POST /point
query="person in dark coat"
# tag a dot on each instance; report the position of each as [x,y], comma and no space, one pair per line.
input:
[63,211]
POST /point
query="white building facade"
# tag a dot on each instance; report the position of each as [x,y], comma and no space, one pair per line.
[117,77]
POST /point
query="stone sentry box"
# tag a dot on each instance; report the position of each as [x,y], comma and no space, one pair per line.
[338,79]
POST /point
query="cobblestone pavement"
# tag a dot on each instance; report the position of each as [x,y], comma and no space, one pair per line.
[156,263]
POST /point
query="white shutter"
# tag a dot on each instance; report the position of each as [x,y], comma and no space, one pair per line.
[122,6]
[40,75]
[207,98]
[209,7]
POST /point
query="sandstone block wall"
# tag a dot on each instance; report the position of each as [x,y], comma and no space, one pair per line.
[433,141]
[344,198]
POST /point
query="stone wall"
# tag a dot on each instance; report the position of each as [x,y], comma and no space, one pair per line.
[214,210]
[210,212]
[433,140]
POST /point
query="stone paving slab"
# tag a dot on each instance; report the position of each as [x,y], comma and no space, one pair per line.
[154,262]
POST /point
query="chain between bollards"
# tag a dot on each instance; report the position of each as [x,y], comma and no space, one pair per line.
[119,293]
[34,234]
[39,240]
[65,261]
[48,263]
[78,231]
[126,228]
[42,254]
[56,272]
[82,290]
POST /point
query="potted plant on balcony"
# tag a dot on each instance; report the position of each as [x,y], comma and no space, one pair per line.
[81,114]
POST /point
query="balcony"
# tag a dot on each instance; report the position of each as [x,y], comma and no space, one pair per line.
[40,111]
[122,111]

────────

#### WORK REQUIRED
Count how many lines in the data contain the word "white", giving the number without comment.

#### ANSWER TO THIS TASK
2